__What needs to be done__
How many of the lines below have the word "chandelier" in them? The answer is that number and nothing more.

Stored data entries

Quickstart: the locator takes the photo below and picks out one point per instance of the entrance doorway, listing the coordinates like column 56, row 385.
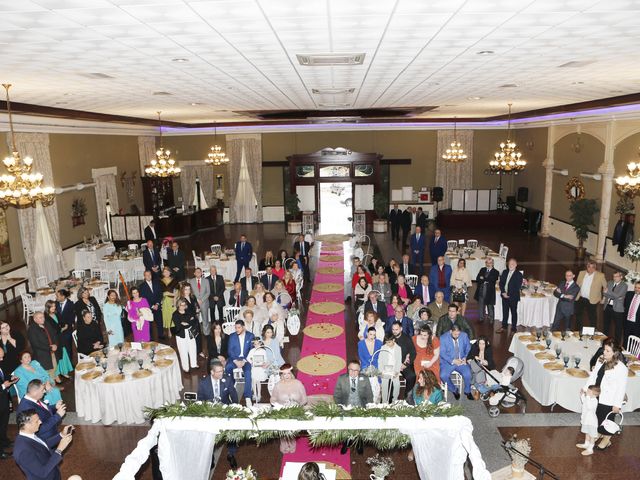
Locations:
column 335, row 207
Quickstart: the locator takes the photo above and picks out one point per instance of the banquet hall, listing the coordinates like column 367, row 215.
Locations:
column 377, row 239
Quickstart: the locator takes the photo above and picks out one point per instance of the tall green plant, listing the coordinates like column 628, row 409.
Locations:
column 582, row 217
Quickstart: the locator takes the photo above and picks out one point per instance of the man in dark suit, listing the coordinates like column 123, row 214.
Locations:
column 486, row 290
column 437, row 246
column 37, row 458
column 244, row 253
column 395, row 217
column 216, row 295
column 510, row 284
column 239, row 345
column 373, row 304
column 566, row 293
column 51, row 416
column 269, row 279
column 632, row 313
column 151, row 259
column 151, row 290
column 176, row 262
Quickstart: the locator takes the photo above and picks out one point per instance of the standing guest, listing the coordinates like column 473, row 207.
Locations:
column 113, row 318
column 244, row 253
column 239, row 345
column 566, row 293
column 43, row 339
column 454, row 348
column 151, row 290
column 437, row 246
column 138, row 318
column 427, row 347
column 592, row 283
column 440, row 277
column 169, row 286
column 610, row 375
column 176, row 262
column 38, row 459
column 614, row 305
column 185, row 330
column 632, row 313
column 395, row 217
column 216, row 295
column 417, row 249
column 151, row 259
column 12, row 344
column 486, row 291
column 510, row 283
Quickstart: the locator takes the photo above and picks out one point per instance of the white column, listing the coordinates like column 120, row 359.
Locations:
column 548, row 182
column 607, row 171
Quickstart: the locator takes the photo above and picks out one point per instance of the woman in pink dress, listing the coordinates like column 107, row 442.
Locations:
column 140, row 328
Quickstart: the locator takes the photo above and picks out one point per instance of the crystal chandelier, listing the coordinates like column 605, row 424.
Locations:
column 21, row 188
column 455, row 154
column 509, row 159
column 163, row 165
column 216, row 156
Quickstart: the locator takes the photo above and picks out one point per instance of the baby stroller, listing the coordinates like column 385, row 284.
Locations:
column 500, row 394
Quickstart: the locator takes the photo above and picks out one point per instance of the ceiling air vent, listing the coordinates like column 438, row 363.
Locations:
column 331, row 59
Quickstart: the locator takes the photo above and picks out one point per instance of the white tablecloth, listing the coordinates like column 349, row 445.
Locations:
column 548, row 387
column 476, row 262
column 124, row 402
column 532, row 311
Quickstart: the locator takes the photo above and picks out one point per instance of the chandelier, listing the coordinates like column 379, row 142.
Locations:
column 163, row 165
column 216, row 156
column 21, row 188
column 455, row 154
column 508, row 160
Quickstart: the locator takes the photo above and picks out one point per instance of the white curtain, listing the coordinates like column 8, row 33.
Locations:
column 244, row 204
column 36, row 146
column 452, row 176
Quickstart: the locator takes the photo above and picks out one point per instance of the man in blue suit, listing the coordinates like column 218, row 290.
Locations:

__Answer to this exercise__
2